PROBLEM TO WORK ON
Show every line of the data below that contains the word "concrete", copying each line in full.

Stored items
▶
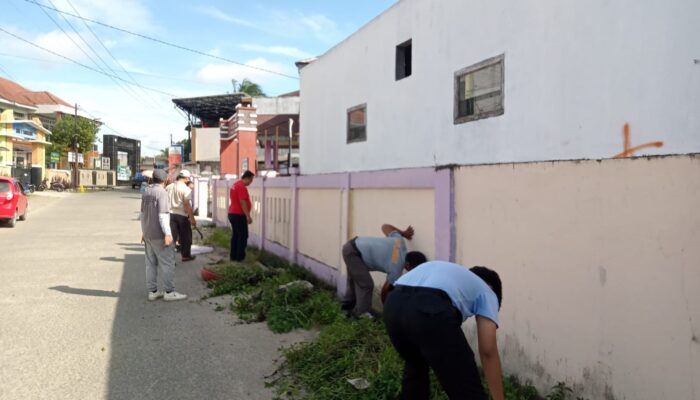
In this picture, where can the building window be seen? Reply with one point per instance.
(479, 91)
(403, 60)
(357, 123)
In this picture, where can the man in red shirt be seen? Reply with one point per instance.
(239, 215)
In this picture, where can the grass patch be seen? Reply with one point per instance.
(220, 237)
(344, 349)
(349, 349)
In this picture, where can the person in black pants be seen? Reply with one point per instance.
(424, 316)
(239, 215)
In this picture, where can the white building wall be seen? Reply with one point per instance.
(575, 73)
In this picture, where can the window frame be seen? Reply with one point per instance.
(401, 49)
(471, 69)
(348, 140)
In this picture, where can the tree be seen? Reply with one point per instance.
(250, 88)
(68, 130)
(187, 149)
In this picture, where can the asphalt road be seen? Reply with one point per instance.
(75, 322)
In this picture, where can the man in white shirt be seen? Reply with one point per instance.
(181, 214)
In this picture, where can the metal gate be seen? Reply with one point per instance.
(24, 175)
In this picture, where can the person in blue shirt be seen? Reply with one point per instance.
(385, 254)
(424, 315)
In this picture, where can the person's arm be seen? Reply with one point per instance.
(388, 287)
(388, 228)
(488, 353)
(189, 211)
(164, 219)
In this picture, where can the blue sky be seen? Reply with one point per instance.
(269, 34)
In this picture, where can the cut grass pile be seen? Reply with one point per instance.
(345, 349)
(258, 294)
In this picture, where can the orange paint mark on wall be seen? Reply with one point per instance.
(628, 150)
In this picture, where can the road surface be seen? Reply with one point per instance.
(75, 322)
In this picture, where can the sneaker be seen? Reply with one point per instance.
(367, 315)
(152, 296)
(174, 296)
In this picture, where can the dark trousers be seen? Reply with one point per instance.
(182, 233)
(425, 328)
(239, 236)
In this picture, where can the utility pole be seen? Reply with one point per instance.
(75, 148)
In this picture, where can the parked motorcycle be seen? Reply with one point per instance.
(28, 188)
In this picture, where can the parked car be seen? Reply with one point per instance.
(13, 201)
(137, 180)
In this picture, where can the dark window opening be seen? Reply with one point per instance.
(357, 124)
(403, 60)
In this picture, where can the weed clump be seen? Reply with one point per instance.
(220, 237)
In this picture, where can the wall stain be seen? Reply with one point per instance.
(628, 150)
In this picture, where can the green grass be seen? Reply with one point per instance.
(220, 237)
(344, 349)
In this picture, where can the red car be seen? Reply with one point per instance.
(13, 201)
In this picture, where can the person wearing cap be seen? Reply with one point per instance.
(158, 240)
(181, 214)
(386, 254)
(239, 216)
(424, 315)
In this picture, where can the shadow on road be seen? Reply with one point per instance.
(113, 259)
(84, 292)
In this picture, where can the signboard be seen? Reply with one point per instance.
(123, 168)
(175, 152)
(25, 131)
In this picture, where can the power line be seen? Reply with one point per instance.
(163, 42)
(81, 64)
(123, 86)
(172, 78)
(106, 49)
(6, 73)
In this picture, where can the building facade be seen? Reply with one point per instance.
(430, 83)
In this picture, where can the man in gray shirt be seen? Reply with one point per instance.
(385, 254)
(160, 252)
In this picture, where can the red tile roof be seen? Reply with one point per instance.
(17, 93)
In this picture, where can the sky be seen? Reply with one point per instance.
(267, 34)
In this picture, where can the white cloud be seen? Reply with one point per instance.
(321, 26)
(292, 52)
(126, 14)
(215, 13)
(223, 73)
(152, 122)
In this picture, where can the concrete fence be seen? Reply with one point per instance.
(600, 260)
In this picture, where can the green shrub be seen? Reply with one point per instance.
(219, 237)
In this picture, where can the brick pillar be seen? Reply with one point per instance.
(238, 137)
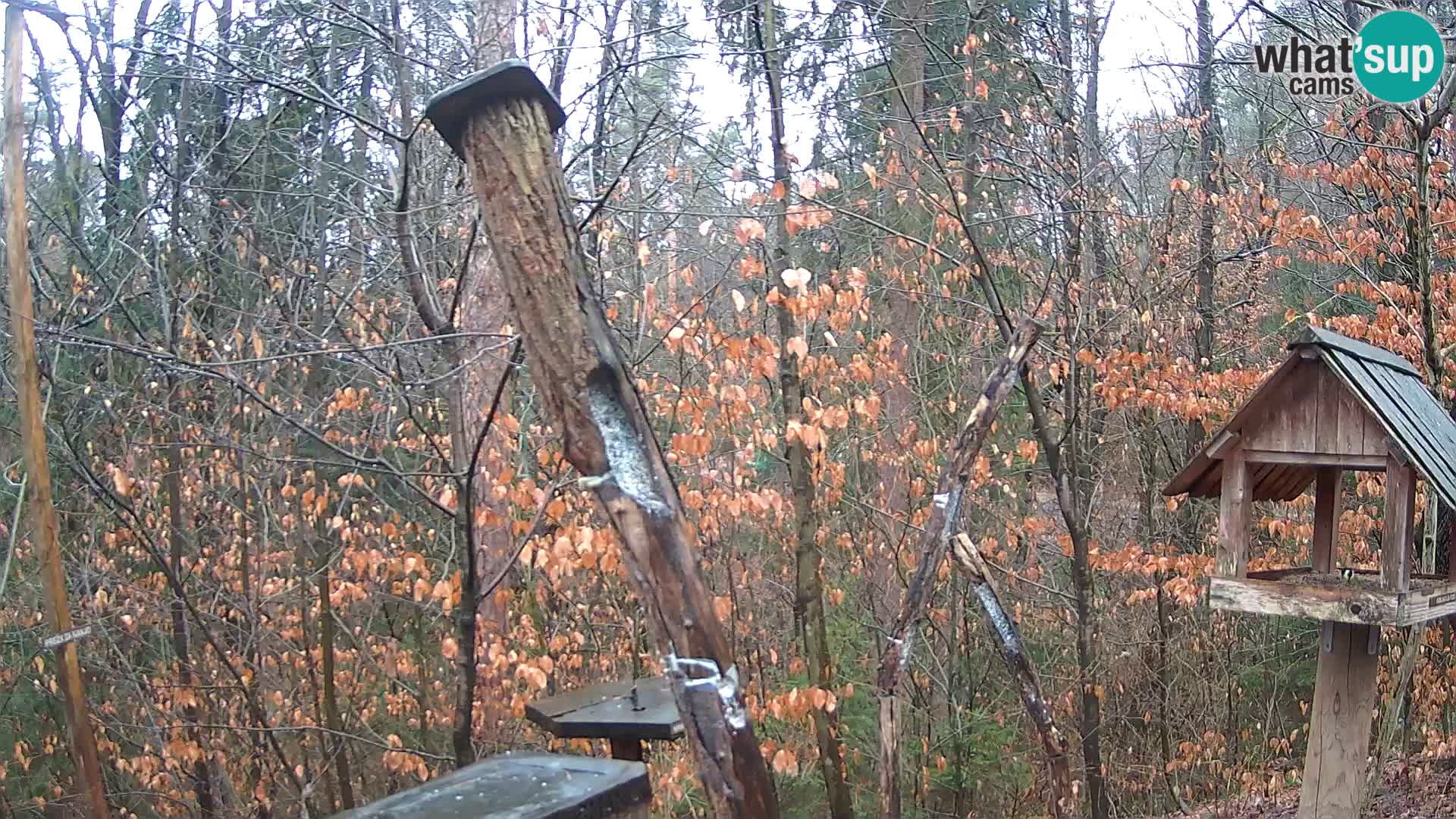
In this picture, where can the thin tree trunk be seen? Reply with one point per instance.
(808, 586)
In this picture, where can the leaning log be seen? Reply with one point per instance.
(1014, 651)
(935, 538)
(501, 123)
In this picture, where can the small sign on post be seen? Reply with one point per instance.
(57, 640)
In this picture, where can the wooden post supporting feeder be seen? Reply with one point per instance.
(628, 713)
(525, 786)
(1335, 406)
(501, 123)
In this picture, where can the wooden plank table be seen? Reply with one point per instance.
(610, 711)
(525, 786)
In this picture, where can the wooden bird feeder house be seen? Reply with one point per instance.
(1335, 406)
(525, 786)
(626, 713)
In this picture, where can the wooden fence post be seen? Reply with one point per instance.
(501, 123)
(33, 426)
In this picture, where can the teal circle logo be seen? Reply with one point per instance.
(1400, 55)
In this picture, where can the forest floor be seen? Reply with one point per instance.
(1430, 795)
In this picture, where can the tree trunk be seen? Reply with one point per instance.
(808, 586)
(590, 395)
(1053, 744)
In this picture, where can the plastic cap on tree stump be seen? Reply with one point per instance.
(507, 80)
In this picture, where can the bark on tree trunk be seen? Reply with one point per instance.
(588, 394)
(934, 542)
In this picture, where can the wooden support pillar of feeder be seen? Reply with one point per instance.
(625, 713)
(1334, 406)
(501, 121)
(525, 786)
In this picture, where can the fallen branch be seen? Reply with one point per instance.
(934, 542)
(501, 123)
(1053, 744)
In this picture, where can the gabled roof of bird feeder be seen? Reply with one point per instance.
(1334, 397)
(612, 711)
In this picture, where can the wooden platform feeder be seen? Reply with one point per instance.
(626, 713)
(525, 786)
(1335, 406)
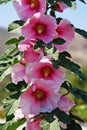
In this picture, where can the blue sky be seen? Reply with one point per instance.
(77, 17)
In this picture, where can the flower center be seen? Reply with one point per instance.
(40, 28)
(46, 71)
(39, 94)
(34, 3)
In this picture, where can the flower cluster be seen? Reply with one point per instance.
(35, 68)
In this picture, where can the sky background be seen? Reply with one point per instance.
(77, 17)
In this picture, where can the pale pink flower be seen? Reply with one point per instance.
(40, 26)
(64, 104)
(18, 73)
(66, 31)
(34, 125)
(18, 114)
(61, 6)
(30, 55)
(45, 70)
(26, 8)
(41, 96)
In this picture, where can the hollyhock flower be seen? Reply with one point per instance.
(66, 31)
(34, 125)
(61, 6)
(18, 73)
(30, 55)
(44, 69)
(18, 114)
(41, 96)
(64, 104)
(24, 45)
(26, 8)
(40, 26)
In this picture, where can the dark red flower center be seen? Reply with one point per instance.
(46, 71)
(39, 94)
(34, 4)
(40, 28)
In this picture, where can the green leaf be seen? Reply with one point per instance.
(5, 66)
(52, 52)
(79, 94)
(4, 1)
(14, 125)
(74, 5)
(50, 126)
(50, 1)
(15, 25)
(12, 41)
(62, 116)
(67, 2)
(10, 105)
(73, 67)
(59, 41)
(83, 1)
(81, 32)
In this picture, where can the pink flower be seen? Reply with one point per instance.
(34, 125)
(30, 55)
(44, 69)
(41, 96)
(25, 45)
(64, 104)
(26, 8)
(66, 31)
(40, 26)
(18, 114)
(18, 73)
(61, 6)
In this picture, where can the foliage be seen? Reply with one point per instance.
(51, 120)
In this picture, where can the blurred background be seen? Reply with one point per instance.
(78, 48)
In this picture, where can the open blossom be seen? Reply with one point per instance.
(26, 8)
(30, 55)
(34, 124)
(41, 96)
(40, 26)
(61, 6)
(66, 31)
(25, 45)
(44, 69)
(18, 73)
(64, 104)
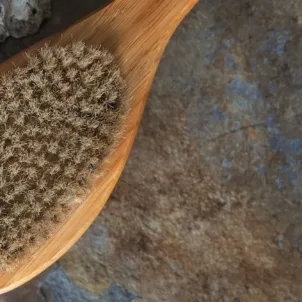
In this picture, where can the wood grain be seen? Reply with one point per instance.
(136, 31)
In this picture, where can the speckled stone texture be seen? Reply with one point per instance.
(19, 18)
(209, 206)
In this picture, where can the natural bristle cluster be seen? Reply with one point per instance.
(59, 117)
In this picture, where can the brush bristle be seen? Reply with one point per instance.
(59, 117)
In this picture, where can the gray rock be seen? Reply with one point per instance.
(19, 18)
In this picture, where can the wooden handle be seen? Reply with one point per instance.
(136, 31)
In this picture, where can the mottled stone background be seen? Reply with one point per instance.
(209, 207)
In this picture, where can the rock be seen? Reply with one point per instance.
(19, 18)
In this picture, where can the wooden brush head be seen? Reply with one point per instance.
(59, 118)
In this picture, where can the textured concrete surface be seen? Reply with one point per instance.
(209, 205)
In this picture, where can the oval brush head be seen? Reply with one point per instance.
(59, 118)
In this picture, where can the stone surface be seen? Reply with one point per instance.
(19, 18)
(209, 205)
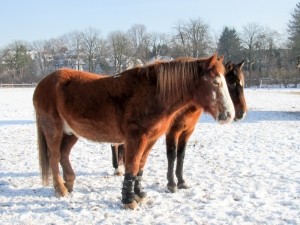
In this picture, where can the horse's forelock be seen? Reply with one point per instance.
(174, 78)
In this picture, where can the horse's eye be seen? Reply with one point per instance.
(216, 82)
(231, 85)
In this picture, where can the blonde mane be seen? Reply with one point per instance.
(175, 79)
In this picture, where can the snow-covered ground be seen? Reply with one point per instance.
(243, 173)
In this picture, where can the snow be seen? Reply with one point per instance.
(242, 173)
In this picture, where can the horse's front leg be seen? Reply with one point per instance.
(171, 156)
(180, 159)
(67, 143)
(140, 194)
(134, 150)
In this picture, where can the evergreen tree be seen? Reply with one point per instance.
(294, 30)
(229, 45)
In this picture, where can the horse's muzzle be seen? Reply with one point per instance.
(225, 117)
(239, 115)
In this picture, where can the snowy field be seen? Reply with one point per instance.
(243, 173)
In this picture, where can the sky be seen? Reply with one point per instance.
(33, 20)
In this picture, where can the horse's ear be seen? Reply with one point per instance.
(229, 66)
(211, 61)
(241, 64)
(221, 58)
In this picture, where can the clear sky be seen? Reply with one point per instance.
(31, 20)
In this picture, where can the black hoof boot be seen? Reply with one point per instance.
(140, 195)
(128, 191)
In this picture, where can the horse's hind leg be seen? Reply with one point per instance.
(67, 143)
(117, 158)
(171, 144)
(180, 159)
(53, 134)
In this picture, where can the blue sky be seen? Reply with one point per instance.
(31, 20)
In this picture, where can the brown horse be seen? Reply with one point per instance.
(134, 107)
(183, 126)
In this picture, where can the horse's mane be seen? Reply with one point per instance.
(175, 78)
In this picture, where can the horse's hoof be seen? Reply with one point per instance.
(69, 186)
(131, 206)
(119, 172)
(61, 193)
(139, 199)
(172, 189)
(183, 186)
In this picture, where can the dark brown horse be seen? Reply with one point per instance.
(183, 126)
(134, 107)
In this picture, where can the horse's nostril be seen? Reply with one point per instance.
(240, 114)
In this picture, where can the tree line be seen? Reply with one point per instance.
(269, 57)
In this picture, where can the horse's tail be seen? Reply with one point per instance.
(43, 155)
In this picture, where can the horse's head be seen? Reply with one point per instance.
(213, 93)
(235, 82)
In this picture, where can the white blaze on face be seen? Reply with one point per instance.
(228, 105)
(214, 95)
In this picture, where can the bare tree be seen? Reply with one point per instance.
(159, 43)
(17, 60)
(140, 42)
(193, 38)
(75, 45)
(251, 37)
(91, 41)
(120, 46)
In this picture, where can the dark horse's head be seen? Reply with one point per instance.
(235, 82)
(217, 101)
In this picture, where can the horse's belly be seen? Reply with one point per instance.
(94, 132)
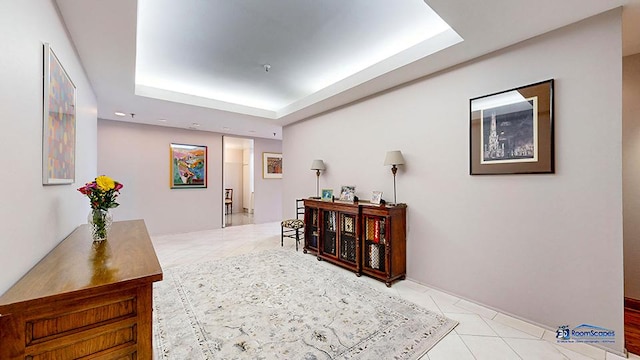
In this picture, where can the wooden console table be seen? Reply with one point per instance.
(84, 299)
(365, 238)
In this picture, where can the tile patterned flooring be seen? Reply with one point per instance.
(481, 334)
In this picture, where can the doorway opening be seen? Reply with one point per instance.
(237, 183)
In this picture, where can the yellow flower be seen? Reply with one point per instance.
(105, 183)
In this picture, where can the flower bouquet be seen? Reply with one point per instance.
(102, 194)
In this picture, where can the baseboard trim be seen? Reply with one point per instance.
(631, 303)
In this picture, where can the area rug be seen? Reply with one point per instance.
(278, 304)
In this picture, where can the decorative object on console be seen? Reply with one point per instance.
(59, 123)
(348, 193)
(188, 166)
(511, 132)
(327, 194)
(102, 194)
(376, 197)
(318, 165)
(271, 165)
(394, 158)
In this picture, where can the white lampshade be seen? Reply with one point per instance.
(317, 165)
(394, 158)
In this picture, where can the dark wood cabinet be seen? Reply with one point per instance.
(84, 300)
(362, 237)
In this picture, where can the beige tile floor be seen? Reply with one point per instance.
(481, 334)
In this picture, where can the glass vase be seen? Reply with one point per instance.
(100, 222)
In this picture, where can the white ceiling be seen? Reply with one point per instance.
(217, 49)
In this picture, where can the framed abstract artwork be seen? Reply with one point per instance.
(272, 165)
(511, 132)
(188, 166)
(59, 123)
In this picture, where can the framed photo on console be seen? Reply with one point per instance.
(376, 197)
(511, 132)
(348, 193)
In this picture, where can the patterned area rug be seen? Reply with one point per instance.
(282, 305)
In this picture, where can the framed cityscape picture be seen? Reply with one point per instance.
(188, 166)
(271, 165)
(511, 132)
(59, 123)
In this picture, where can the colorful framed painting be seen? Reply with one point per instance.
(272, 165)
(59, 123)
(511, 132)
(327, 195)
(188, 166)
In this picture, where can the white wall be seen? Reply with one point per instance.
(34, 218)
(138, 156)
(268, 192)
(545, 248)
(233, 176)
(631, 173)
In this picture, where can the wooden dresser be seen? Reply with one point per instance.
(84, 299)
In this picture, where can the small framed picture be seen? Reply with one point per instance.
(348, 193)
(376, 196)
(271, 165)
(188, 166)
(327, 195)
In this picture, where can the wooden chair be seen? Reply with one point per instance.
(291, 227)
(228, 201)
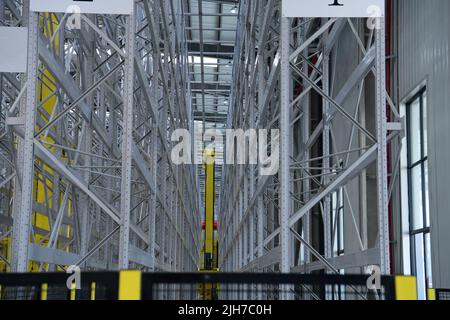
◀
WORKED ANSWER
In this picture, where can the concrete fence be seen? Reply with one point per instance.
In this picture, where can the textured concrete surface be seen? Reply with one point per instance.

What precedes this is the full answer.